▶ EXCERPT:
***

But there is one big thing Cuba definitely has going for it: national pride. One encounters a fierce love of country, a sense of national solidarity and a confident patriotic spirit that is today lacking in the United States.
The patriotism has prickly manifestations. Cuban officials drop random Bay of Pigs references into their conversations with Americans, just for the ornery satisfaction of it. There is also a pervasive (and sometimes completely unhelpful) sense of Cuban exceptionalism; the idea is that no other model quite fits Cuba because the place is so remarkably distinct.
But there are glorious manifestations. A lot of that national pride is based on cultural achievements. I am here with the President’s Committee on the Arts and the Humanities, part of President Barack Obama’s reconciliation with Cuba. Musicians like Smokey Robinson, Dave Matthews, Joshua Bell, John Lloyd Young and Usher and creative types like playwright John Guare and choreographer Martha Clarke, got to interact with their Cuban counterparts, while government officials negotiated future exchanges.
This is the way to see Cuba at its best. The artistic community is consistently dazzling. It’s not only the high artistic standards. There is a radiating joy in performance that glows out of each artist, a blaze from something deep in the Cuban soul.
But Cuban national pride has another source: the 19th-century poet and journalist José Martí. I was amazed how much Martí’s name came up in conversation here and how little Fidel Castro’s did. Martí is the national poet, the one who shifted the national imagination, who told Cubans who they were and what their story was. He inspired a common faith in a dignified future.
One foundation head told me: “When I’m depressed I try to read something Martí wrote. He’s a father who embraces you. I think he engages the best of Cuba.”
Martí taught by example, fighting for Cuban independence all his life. He was jailed in Cuba and exiled to Spain and elsewhere. He lived a good chunk of his life in the U.S., fighting American imperialism but writing admiring essays on Whitman, Emerson and the Brooklyn Bridge. He excelled at prose, poetry and political organization. He died in battle, fighting for Cuban independence from Spain.
He also taught through his writing, which is quoted on all sides. He believed in an independent Cuba, a moderate and democratic political system with protections to tame capitalism. His love of Cuba caused him to love all Cubans. He spent much of his life trying to unite and reconcile them. “Absolute ideas must take relative forms if they are not to fail,” he wrote.
But he was not primarily a systematic or programmatic thinker. “The problem of independence is not a change in form but a change in spirit,” he believed. He fired patriotism and self-confidence. He found inner fulfillment by serving a national project and envisioning a national purpose.

***

▶ COLLECTED MATERIAL:

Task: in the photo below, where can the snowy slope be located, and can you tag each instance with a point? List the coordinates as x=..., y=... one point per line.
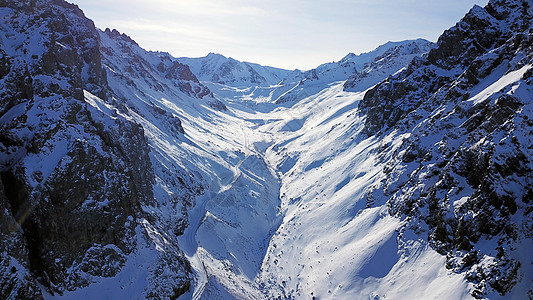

***

▶ TASKS TO CARRY OUT:
1. Retype the part of the excerpt on Cuba starting with "Martí taught by" and going on through "independence from Spain.".
2. According to the excerpt on Cuba, how did José Martí die?
3. List every musician the excerpt on Cuba names.

▶ ANSWERS PROVIDED:
1.
Martí taught by example, fighting for Cuban independence all his life. He was jailed in Cuba and exiled to Spain and elsewhere. He lived a good chunk of his life in the U.S., fighting American imperialism but writing admiring essays on Whitman, Emerson and the Brooklyn Bridge. He excelled at prose, poetry and political organization. He died in battle, fighting for Cuban independence from Spain.

2. He died in battle, fighting for Cuban independence from Spain.

3. Smokey Robinson, Dave Matthews, Joshua Bell, John Lloyd Young, Usher